▶ [Assigned task]:
Whatever the records say, set them down exactly.

▶ [Point localization data]:
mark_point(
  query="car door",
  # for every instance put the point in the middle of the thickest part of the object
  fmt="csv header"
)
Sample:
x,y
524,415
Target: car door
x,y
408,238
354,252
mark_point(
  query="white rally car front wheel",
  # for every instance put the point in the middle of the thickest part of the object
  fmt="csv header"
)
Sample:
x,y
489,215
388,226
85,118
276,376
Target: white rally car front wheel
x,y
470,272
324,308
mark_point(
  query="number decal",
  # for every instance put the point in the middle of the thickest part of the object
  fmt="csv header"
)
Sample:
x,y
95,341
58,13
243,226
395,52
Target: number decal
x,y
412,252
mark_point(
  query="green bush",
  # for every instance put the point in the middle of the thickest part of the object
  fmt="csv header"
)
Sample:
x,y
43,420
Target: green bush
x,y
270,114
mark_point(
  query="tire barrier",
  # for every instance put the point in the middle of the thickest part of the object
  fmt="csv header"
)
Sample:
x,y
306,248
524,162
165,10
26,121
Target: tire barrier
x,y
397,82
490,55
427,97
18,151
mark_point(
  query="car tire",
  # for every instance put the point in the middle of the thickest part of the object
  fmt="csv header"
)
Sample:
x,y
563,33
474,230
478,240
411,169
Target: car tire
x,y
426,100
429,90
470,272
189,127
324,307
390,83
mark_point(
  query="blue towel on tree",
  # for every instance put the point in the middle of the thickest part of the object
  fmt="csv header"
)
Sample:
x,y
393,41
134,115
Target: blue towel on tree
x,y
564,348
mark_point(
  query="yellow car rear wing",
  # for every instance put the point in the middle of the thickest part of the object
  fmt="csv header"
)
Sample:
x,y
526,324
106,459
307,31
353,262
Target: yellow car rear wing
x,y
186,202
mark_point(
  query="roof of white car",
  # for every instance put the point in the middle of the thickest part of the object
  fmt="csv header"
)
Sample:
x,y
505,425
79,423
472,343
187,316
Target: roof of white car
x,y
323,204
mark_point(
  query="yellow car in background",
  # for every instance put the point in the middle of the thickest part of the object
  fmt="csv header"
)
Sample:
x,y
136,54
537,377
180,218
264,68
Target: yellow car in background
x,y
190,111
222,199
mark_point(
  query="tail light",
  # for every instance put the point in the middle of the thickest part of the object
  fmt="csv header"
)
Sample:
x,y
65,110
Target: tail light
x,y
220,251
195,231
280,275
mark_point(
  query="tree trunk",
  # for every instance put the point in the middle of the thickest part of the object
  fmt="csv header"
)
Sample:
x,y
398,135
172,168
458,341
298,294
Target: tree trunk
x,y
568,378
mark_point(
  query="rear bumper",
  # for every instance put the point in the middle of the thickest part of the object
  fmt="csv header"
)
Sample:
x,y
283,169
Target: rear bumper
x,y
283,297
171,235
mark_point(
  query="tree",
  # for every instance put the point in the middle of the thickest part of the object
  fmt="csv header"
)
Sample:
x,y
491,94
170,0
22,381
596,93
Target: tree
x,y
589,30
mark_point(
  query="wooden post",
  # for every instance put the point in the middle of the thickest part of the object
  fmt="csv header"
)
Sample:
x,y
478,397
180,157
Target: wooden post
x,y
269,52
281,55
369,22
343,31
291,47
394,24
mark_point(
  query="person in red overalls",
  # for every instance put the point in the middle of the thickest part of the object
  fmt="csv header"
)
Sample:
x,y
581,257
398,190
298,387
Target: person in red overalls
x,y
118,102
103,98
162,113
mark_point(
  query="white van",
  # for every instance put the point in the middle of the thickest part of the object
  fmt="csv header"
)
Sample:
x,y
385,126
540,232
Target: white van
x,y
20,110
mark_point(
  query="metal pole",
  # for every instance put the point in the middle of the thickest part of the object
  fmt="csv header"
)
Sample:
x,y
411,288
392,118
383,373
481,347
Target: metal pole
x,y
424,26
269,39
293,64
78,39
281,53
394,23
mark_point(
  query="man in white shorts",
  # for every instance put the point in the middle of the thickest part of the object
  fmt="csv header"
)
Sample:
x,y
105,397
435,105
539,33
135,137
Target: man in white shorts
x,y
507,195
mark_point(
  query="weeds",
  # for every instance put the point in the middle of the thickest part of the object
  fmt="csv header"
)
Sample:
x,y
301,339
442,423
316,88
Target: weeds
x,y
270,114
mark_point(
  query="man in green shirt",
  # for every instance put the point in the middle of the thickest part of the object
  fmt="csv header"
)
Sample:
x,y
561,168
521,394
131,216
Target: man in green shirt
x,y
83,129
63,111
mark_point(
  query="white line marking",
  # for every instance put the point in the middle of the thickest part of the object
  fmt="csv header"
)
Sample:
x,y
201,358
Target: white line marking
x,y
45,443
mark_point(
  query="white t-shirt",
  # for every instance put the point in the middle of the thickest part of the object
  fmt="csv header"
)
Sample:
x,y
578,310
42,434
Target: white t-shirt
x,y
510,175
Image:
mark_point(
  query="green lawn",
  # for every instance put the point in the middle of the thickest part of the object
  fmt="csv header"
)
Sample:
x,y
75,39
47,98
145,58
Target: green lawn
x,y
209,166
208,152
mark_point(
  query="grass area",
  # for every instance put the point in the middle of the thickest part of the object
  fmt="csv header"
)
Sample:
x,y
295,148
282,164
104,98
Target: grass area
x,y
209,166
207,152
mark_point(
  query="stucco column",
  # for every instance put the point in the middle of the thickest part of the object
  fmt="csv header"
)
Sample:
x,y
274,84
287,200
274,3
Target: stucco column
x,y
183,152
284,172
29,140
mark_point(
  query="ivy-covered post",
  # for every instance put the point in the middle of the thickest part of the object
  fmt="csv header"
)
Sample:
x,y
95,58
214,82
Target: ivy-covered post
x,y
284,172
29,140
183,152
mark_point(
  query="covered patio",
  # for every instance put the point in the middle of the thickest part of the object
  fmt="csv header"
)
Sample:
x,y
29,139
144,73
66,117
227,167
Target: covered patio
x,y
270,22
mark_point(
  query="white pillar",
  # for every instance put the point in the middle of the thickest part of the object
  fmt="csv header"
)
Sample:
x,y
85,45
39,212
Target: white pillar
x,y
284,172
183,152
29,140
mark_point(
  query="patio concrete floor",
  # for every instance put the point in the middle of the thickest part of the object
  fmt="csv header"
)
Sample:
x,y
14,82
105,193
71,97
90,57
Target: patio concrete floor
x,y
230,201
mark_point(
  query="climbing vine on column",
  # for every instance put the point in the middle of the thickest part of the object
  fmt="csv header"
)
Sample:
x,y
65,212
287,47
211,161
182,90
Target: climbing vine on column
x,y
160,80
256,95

▶ [Expected answer]:
mark_point(
  query="car door",
  # for every instance put the point in the middle of the thickest part of the object
  fmt="csv header"
)
Sample:
x,y
524,415
Target: car door
x,y
408,238
354,252
mark_point(
  query="white rally car front wheel",
  # for every instance put the point in the middle of the thickest part of the object
  fmt="csv header"
)
Sample:
x,y
489,215
388,226
85,118
276,376
Target: white rally car front wheel
x,y
470,272
324,308
mark_point(
  query="number decal",
  # for every instance put the point in the middle of the thickest part of the object
  fmt="csv header"
)
Sample:
x,y
95,341
58,13
243,226
395,52
Target: number decal
x,y
412,252
mark_point(
  query="green bush",
  # for every instance put the point in the middle of the thickest part of the object
  fmt="csv header"
)
Sample:
x,y
43,420
Target: green bush
x,y
270,114
mark_point(
  query="tire barrier",
  # for every instance put the point in the middle of the thickest part of the object
  fmt="csv header"
)
Sample:
x,y
306,248
524,162
165,10
26,121
Target: tire barrier
x,y
397,82
490,55
427,97
18,151
mark_point(
  query="car tire",
  # for every instance put the point in the middle of the thickest part of the object
  fmt="csv header"
)
Sample:
x,y
563,33
474,230
478,240
411,169
Target: car tire
x,y
426,100
429,90
470,272
189,127
324,307
390,83
mark_point(
  query="blue towel on tree",
  # for every instance put the point in the middle of the thickest part of the object
  fmt="csv header"
)
Sample:
x,y
393,41
134,115
Target: blue towel on tree
x,y
564,348
mark_point(
  query="yellow car rear wing",
  # for every instance put the point in the middle of the thickest part of the object
  fmt="csv header"
)
Sample:
x,y
526,324
106,459
307,31
353,262
Target: yellow car rear wing
x,y
186,202
mark_point(
  query="roof of white car",
  # for every instance put the point in the middle of the thickest part of the object
  fmt="csv header"
)
Sample:
x,y
505,425
79,423
472,343
187,316
Target: roof of white car
x,y
323,204
mark_point(
  query="yellow car in background",
  # for every instance put the point in the middle of the thickest part of the object
  fmt="csv header"
)
Sample:
x,y
136,54
537,377
180,218
264,68
Target: yellow car in background
x,y
190,111
222,199
mark_point(
  query="tail light",
  # for every instance put the point in the middle of the thickest part of the object
  fmt="csv header"
)
Sample:
x,y
65,110
Target: tail light
x,y
220,251
195,231
280,275
mark_point(
  query="tree trunk",
  # for every instance put the point in the middle of the thickest part of the object
  fmt="csv header"
)
Sample:
x,y
398,135
172,168
458,341
298,294
Target: tree trunk
x,y
568,378
mark_point(
  query="rear bumper",
  # for every instance put the point in the middle of the thickest part of the object
  fmt="csv header"
)
Sample:
x,y
283,169
Target: rear bumper
x,y
283,297
171,235
mark_point(
  query="tree",
  # for every instance put the point in the middle of the thickest part of the object
  fmt="csv header"
)
Sample:
x,y
491,94
170,0
22,381
596,93
Target: tree
x,y
589,30
mark_point(
  query="wooden post",
  # for every instance put the point in the middle of the thickest part of the object
  fmt="csv header"
)
Sample:
x,y
478,397
180,157
Target: wooden post
x,y
269,52
281,55
369,22
343,31
291,47
394,24
mark_point(
  query="person in red overalls",
  # for every instance put the point in the middle of the thickest part of the object
  fmt="csv header"
)
Sample:
x,y
581,257
398,190
298,387
Target: person in red overalls
x,y
118,102
103,98
162,113
mark_point(
  query="white van",
  # for every instance put the point in the middle of the thickest part of the object
  fmt="csv header"
)
Sample:
x,y
385,126
540,232
Target: white van
x,y
20,110
mark_point(
  query="metal pole",
  # for every instance put the point in the middle of the thickest part of the object
  fmt="csv header"
)
Sample:
x,y
411,288
392,118
383,373
481,347
Target: metal pole
x,y
424,26
269,39
293,64
78,39
281,53
394,23
mark_point(
  query="man in white shorts",
  # for every instance put the point in the middle of the thickest part of the object
  fmt="csv header"
)
Sample:
x,y
105,397
435,105
539,33
135,137
Target: man in white shorts
x,y
507,195
mark_point(
  query="weeds",
  # for every instance put the point in the middle of the thickest part of the object
  fmt="csv header"
)
Sample:
x,y
301,339
442,423
316,88
Target: weeds
x,y
270,114
mark_point(
  query="man in green shirt",
  # for every instance put the point in the middle of the thickest part of the object
  fmt="csv header"
)
Sample:
x,y
561,168
521,394
131,216
Target: man in green shirt
x,y
83,129
63,111
mark_point(
  query="white line marking",
  # for every instance put the point in the middle of the thickest part of the object
  fmt="csv header"
)
Sample:
x,y
201,358
Target: white line marking
x,y
45,443
mark_point(
  query="white t-shirt",
  # for every instance put the point in the middle of the thickest part of the object
  fmt="csv header"
)
Sample:
x,y
578,310
42,434
Target: white t-shirt
x,y
510,175
Image:
mark_point(
  query="green lawn",
  # for every instance put the point in the middle of the thickest part of the object
  fmt="csv header"
)
Sample:
x,y
75,39
47,98
145,58
Target: green lawn
x,y
209,166
208,152
mark_point(
  query="grass area",
  # for every instance put the point in the middle of the thickest part of the object
  fmt="csv header"
)
Sample:
x,y
295,148
282,164
104,98
Target: grass area
x,y
209,166
207,152
mark_point(
  query="stucco column",
  # for every instance put the point in the middle of the thickest part of the object
  fmt="csv header"
)
Sample:
x,y
274,84
287,200
274,3
Target: stucco column
x,y
183,152
284,172
29,140
mark_point(
  query="ivy-covered post",
  # for every instance put the point in the middle of the thickest part of the object
  fmt="csv header"
)
Sample:
x,y
95,58
214,82
Target: ivy-covered post
x,y
284,172
29,140
183,152
mark_point(
  query="covered patio",
  # for every instance put the point in the middle of the thickest part of the object
  fmt="csv header"
)
Sample:
x,y
29,139
144,73
66,117
227,167
Target: covered patio
x,y
270,22
mark_point(
  query="white pillar",
  # for every instance put the point in the middle of the thickest part of the object
  fmt="csv header"
)
Sample:
x,y
85,45
39,212
Target: white pillar
x,y
284,172
183,152
29,140
mark_point(
  query="patio concrete floor",
  # for every instance put the point in the middle of the thickest part of the object
  fmt="csv header"
)
Sample:
x,y
14,82
105,193
71,97
90,57
Target: patio concrete floor
x,y
230,201
mark_point(
  query="climbing vine on column",
  # for every instance put the point in the middle of the thickest part of the object
  fmt="csv header"
)
Sample:
x,y
65,212
287,47
211,161
182,90
Target: climbing vine on column
x,y
160,80
256,95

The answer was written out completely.